> [YOUR GOAL]
Gather every line of the material below that contains the string "background", matching case exactly.

Labeled region records:
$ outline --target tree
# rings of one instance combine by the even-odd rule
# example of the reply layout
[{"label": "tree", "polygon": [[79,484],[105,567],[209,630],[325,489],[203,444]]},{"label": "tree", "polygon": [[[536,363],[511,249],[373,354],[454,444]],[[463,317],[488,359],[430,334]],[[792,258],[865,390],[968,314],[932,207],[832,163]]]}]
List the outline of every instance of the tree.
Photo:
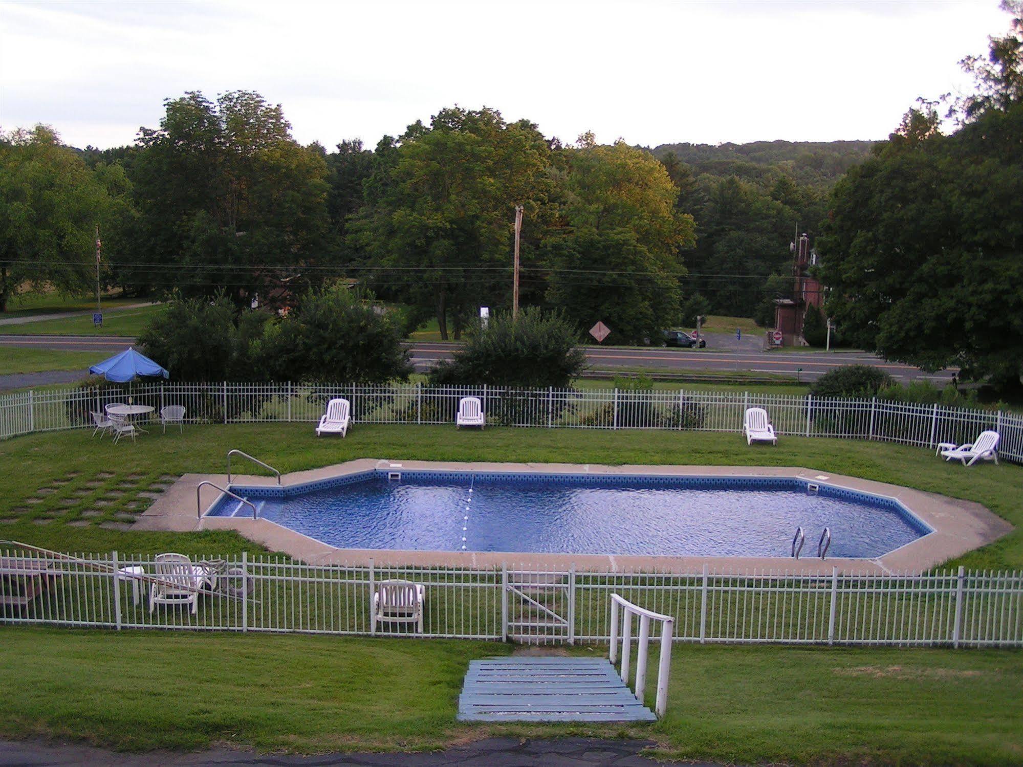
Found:
[{"label": "tree", "polygon": [[254,353],[272,380],[385,384],[412,372],[402,332],[369,297],[343,283],[303,296],[266,327]]},{"label": "tree", "polygon": [[47,126],[0,135],[0,311],[18,290],[94,285],[96,227],[116,253],[130,189],[120,166],[90,169]]},{"label": "tree", "polygon": [[564,314],[526,307],[474,327],[450,361],[430,371],[434,385],[489,384],[500,387],[567,388],[586,362],[576,347],[579,328]]},{"label": "tree", "polygon": [[927,128],[926,110],[908,115],[835,187],[820,274],[845,341],[996,386],[1023,380],[1023,101],[1013,92],[950,136]]},{"label": "tree", "polygon": [[612,343],[654,337],[678,315],[693,217],[649,152],[622,141],[563,151],[563,226],[542,243],[546,300],[581,327],[604,321]]},{"label": "tree", "polygon": [[441,109],[386,137],[348,237],[371,284],[432,308],[444,339],[449,317],[458,337],[477,306],[506,305],[515,207],[527,226],[544,219],[549,153],[536,126],[486,107]]},{"label": "tree", "polygon": [[[141,265],[125,280],[236,303],[302,275],[327,255],[326,161],[300,146],[280,105],[231,91],[166,102],[133,164]],[[304,271],[305,269],[305,271]]]}]

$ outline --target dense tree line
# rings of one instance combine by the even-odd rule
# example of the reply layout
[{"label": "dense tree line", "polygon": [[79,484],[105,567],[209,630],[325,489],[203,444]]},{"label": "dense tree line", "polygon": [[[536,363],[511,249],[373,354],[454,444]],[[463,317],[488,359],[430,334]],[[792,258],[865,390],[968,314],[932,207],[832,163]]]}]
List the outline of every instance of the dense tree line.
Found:
[{"label": "dense tree line", "polygon": [[910,109],[835,188],[820,240],[828,313],[843,337],[929,369],[1023,385],[1023,2],[974,94]]}]

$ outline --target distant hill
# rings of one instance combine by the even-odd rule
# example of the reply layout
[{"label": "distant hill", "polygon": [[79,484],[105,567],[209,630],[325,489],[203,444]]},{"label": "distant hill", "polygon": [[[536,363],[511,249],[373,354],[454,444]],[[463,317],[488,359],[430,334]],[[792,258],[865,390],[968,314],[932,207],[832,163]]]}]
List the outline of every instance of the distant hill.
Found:
[{"label": "distant hill", "polygon": [[[656,157],[668,152],[697,174],[736,175],[759,181],[782,170],[799,184],[830,187],[849,168],[870,156],[875,141],[753,141],[748,144],[661,144]],[[769,170],[770,169],[770,170]]]}]

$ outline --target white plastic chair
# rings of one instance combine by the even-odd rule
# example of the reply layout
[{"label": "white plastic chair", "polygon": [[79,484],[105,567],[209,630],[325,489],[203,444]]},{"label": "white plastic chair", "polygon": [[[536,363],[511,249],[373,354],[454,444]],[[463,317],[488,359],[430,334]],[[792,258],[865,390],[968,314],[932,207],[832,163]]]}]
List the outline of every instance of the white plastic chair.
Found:
[{"label": "white plastic chair", "polygon": [[127,416],[117,415],[115,413],[109,413],[107,416],[110,419],[110,432],[114,434],[114,443],[117,444],[125,435],[131,436],[131,441],[135,442],[135,435],[137,430],[131,423],[128,422]]},{"label": "white plastic chair", "polygon": [[177,423],[178,430],[184,432],[185,408],[183,405],[168,405],[160,408],[160,422],[164,424],[164,434],[167,434],[167,424]]},{"label": "white plastic chair", "polygon": [[157,554],[153,559],[155,581],[149,587],[149,613],[158,604],[191,605],[198,613],[198,592],[217,588],[217,573],[205,565],[192,565],[185,554]]},{"label": "white plastic chair", "polygon": [[479,397],[462,397],[458,400],[458,415],[454,419],[455,427],[460,426],[483,426],[487,422],[487,416],[483,412],[483,403]]},{"label": "white plastic chair", "polygon": [[774,426],[767,417],[767,411],[762,407],[747,408],[743,417],[743,434],[746,435],[747,445],[752,445],[754,442],[777,444]]},{"label": "white plastic chair", "polygon": [[[981,432],[972,443],[960,445],[951,450],[942,450],[941,455],[946,461],[961,460],[964,466],[972,466],[978,460],[998,462],[998,433]],[[969,462],[967,461],[969,459]]]},{"label": "white plastic chair", "polygon": [[424,632],[424,604],[427,590],[421,583],[386,580],[376,584],[373,594],[372,630],[377,623],[414,623]]},{"label": "white plastic chair", "polygon": [[320,418],[319,425],[316,426],[316,436],[325,434],[340,434],[344,437],[348,434],[348,424],[351,423],[352,405],[348,400],[330,400],[326,403],[326,413]]},{"label": "white plastic chair", "polygon": [[99,432],[99,439],[103,439],[103,435],[110,431],[110,426],[114,425],[110,422],[109,416],[98,410],[90,411],[92,415],[92,422],[96,424],[96,427],[92,430],[92,436],[96,436],[96,432]]}]

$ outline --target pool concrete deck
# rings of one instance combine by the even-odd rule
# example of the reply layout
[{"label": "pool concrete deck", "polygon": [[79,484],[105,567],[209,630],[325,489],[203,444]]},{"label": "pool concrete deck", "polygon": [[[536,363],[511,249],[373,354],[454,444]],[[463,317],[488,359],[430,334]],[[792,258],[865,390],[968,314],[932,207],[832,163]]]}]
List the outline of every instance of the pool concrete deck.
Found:
[{"label": "pool concrete deck", "polygon": [[[227,475],[184,475],[164,493],[135,524],[135,530],[191,532],[198,530],[234,530],[246,538],[309,563],[366,565],[370,559],[380,566],[448,566],[469,568],[534,565],[598,572],[696,573],[704,566],[711,572],[831,574],[840,573],[921,573],[979,546],[991,543],[1013,530],[1013,526],[972,501],[948,498],[920,490],[861,480],[843,475],[789,466],[606,466],[573,463],[490,463],[444,461],[389,461],[360,458],[281,477],[284,487],[368,469],[421,469],[440,471],[521,471],[530,473],[652,475],[660,477],[790,477],[827,483],[850,490],[888,496],[899,500],[934,532],[876,559],[829,558],[813,556],[800,559],[765,556],[625,556],[605,554],[543,554],[497,551],[401,551],[380,549],[341,549],[283,528],[269,520],[251,517],[202,517],[196,512],[196,488],[204,481],[227,487]],[[954,470],[954,466],[950,470]],[[234,475],[234,485],[275,485],[273,477]],[[215,488],[199,491],[199,507],[205,512],[220,496]],[[812,547],[815,541],[807,541]],[[805,550],[805,549],[804,549]],[[811,552],[812,553],[812,552]]]}]

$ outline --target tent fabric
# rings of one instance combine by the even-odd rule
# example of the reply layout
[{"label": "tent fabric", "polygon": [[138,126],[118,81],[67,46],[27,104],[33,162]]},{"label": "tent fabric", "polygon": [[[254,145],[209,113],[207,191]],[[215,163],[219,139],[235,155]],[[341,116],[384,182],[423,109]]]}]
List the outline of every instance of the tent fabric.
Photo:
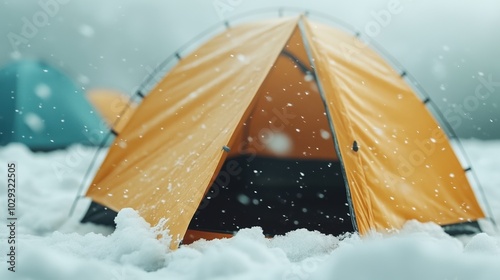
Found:
[{"label": "tent fabric", "polygon": [[83,92],[62,72],[32,60],[0,70],[0,145],[32,150],[98,144],[107,126]]},{"label": "tent fabric", "polygon": [[136,107],[125,94],[115,90],[93,89],[87,93],[87,98],[108,126],[118,133],[130,120]]},{"label": "tent fabric", "polygon": [[[248,164],[232,161],[242,157]],[[399,73],[354,36],[302,17],[231,27],[183,58],[137,107],[87,196],[152,225],[164,219],[177,248],[217,178],[240,180],[256,157],[340,161],[361,233],[484,217],[446,135]]]},{"label": "tent fabric", "polygon": [[151,224],[168,218],[177,247],[296,22],[241,25],[184,58],[137,108],[88,195],[116,211],[133,207]]},{"label": "tent fabric", "polygon": [[305,28],[359,231],[482,217],[443,129],[400,73],[353,36],[308,21]]}]

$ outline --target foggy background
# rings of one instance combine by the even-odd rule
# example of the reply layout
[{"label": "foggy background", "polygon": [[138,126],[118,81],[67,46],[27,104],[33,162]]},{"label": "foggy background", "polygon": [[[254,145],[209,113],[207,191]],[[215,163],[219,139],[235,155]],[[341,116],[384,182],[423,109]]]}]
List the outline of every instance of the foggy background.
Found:
[{"label": "foggy background", "polygon": [[368,33],[419,81],[460,137],[500,138],[495,0],[1,0],[0,65],[40,58],[84,89],[132,94],[207,27],[264,7],[320,11]]}]

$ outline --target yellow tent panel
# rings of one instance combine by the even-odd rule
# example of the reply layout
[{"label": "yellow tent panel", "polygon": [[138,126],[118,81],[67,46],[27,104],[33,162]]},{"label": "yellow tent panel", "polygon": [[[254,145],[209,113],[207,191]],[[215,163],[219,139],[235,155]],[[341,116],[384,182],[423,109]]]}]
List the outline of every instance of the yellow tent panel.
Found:
[{"label": "yellow tent panel", "polygon": [[165,219],[171,248],[253,225],[366,233],[484,217],[400,74],[302,17],[231,27],[183,58],[120,130],[87,196]]}]

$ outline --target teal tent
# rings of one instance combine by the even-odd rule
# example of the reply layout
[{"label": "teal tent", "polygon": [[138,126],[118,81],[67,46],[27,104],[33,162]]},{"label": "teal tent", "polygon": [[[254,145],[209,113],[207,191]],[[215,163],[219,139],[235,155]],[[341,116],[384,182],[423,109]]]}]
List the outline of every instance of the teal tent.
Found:
[{"label": "teal tent", "polygon": [[59,70],[23,60],[0,69],[0,145],[32,150],[97,145],[106,127],[84,93]]}]

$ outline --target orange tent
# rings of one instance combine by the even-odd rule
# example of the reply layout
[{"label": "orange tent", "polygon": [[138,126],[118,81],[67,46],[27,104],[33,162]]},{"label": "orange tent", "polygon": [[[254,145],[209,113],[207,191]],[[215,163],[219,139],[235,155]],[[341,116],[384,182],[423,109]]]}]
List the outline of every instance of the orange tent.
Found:
[{"label": "orange tent", "polygon": [[248,226],[364,234],[476,221],[465,173],[425,102],[377,53],[281,18],[231,27],[184,57],[116,137],[87,196],[165,219],[176,248]]},{"label": "orange tent", "polygon": [[136,107],[134,103],[129,104],[126,95],[115,90],[93,89],[87,98],[115,132],[123,129]]}]

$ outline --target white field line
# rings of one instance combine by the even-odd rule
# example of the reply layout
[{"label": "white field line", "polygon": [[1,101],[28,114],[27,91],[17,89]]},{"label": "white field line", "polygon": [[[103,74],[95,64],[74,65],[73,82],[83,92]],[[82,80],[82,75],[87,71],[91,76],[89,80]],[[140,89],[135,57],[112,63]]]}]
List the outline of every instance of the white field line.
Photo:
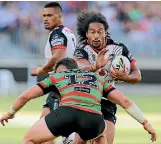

> [ANSWER]
$ outline --target foggy background
[{"label": "foggy background", "polygon": [[138,126],[118,81],[67,46],[27,104],[33,162]]},{"label": "foggy background", "polygon": [[[254,145],[209,113],[207,191]],[[215,163],[219,139],[235,155]],[[341,116],[384,182],[423,109]]]}]
List the outline of every instance of the foggy background.
[{"label": "foggy background", "polygon": [[368,33],[419,81],[460,137],[500,138],[495,0],[1,0],[0,65],[40,58],[84,89],[132,94],[207,27],[264,7],[320,11]]}]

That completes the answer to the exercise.